> _Exercise brief_:
Output the part of the Bryan Shimkos interview that begins at "What’s your current" and stops after "craft brewing community?", copied word for word.

Bryan Shimkos

What’s your current position at your brewery, and how did you get started in the craft brewing industry?

I am the head brewer at Ale Syndicate in Chicago, Ill. I began in the industry in quality control and occasionally getting a few hours as a grunt, washing kegs and scrubbing mold.

What’s new at Ale Syndicate?

So much going on now! We are in the process of building our own brewery from the ground up. With a nearly empty building, there is no lack of work to get production started.

What’s the best part of being a part of the craft brewing community?

How craft beer brings us and our consumers together, and being able to talk about beer and share their excitement and curiosity. Also the great people who are involved in the craft beer industry.

What do you like to do in your time away from the brewery?

Away from the brewery, I am either homebrewing, doing some sort of home renovation (1920s house ALWAYS needs some kind of work), or just working in the shop on some crazy project.

What’s your favorite food and beer pairing?

Items from a data source
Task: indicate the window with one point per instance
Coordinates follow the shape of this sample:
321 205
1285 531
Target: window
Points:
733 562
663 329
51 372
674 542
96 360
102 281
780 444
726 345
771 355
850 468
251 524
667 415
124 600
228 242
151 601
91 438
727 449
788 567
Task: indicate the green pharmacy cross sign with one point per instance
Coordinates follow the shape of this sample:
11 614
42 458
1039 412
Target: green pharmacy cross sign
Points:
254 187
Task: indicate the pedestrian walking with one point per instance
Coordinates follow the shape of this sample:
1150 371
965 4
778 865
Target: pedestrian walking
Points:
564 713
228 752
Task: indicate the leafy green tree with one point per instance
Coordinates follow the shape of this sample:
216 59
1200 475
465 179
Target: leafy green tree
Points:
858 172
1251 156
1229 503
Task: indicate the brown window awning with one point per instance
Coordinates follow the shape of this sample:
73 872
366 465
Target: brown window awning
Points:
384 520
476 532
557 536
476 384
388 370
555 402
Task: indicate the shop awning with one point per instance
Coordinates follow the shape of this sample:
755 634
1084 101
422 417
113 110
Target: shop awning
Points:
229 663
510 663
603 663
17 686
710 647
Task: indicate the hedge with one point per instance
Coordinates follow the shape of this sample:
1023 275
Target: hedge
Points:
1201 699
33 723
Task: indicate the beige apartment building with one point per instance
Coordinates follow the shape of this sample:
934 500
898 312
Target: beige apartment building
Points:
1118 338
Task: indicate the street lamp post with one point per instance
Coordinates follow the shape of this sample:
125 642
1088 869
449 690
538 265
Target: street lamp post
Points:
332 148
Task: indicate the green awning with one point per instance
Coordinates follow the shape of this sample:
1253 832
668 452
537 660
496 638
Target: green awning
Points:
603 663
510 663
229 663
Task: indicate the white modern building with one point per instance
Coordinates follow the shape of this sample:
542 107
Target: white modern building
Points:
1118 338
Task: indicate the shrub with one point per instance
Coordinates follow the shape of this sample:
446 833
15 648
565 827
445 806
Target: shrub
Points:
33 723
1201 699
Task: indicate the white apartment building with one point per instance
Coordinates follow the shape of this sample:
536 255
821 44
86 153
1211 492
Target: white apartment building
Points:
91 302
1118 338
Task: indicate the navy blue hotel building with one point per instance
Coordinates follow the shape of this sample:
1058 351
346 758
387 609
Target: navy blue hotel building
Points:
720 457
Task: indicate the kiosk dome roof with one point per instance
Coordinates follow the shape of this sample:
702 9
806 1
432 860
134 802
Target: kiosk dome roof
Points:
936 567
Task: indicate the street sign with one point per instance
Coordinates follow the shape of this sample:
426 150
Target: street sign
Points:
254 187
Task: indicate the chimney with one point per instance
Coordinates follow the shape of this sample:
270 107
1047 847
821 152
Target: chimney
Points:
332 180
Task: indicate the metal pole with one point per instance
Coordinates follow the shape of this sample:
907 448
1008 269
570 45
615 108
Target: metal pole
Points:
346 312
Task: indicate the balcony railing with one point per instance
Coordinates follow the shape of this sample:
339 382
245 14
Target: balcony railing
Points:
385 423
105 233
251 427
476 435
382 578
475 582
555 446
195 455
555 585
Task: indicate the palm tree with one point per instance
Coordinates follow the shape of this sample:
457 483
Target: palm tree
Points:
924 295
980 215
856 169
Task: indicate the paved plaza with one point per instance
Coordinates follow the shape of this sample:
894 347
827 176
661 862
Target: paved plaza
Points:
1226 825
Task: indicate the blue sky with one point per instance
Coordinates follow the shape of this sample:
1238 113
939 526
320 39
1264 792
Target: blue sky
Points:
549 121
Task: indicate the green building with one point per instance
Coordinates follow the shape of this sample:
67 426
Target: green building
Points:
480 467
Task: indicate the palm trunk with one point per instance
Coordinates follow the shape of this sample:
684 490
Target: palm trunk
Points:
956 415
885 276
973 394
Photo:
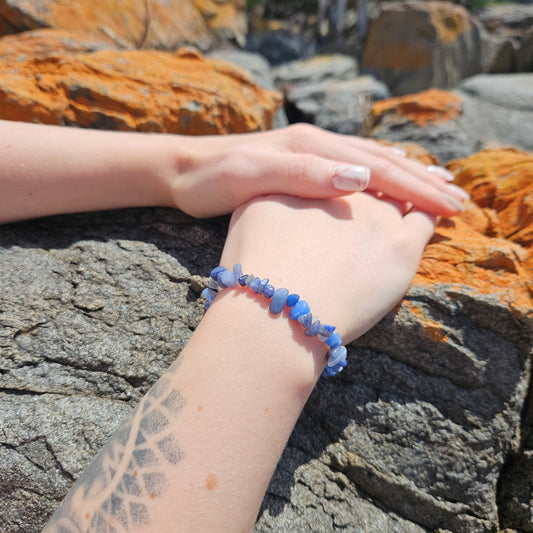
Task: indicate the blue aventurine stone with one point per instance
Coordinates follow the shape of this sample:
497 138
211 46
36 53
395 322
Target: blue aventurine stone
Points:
334 340
268 291
336 355
305 320
278 301
207 295
226 279
325 331
262 286
216 271
292 299
237 270
255 284
312 330
300 308
327 372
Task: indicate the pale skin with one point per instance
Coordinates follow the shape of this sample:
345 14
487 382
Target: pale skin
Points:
199 450
48 170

> _Solved exercise_:
What’s your current position at your brewery, and how did you get started in the craft brewing industry?

I am the head brewer at Ale Syndicate in Chicago, Ill. I began in the industry in quality control and occasionally getting a few hours as a grunt, washing kegs and scrubbing mold.

What’s new at Ale Syndicate?

So much going on now! We are in the process of building our own brewery from the ground up. With a nearly empty building, there is no lack of work to get production started.

What’s the best part of being a part of the craft brewing community?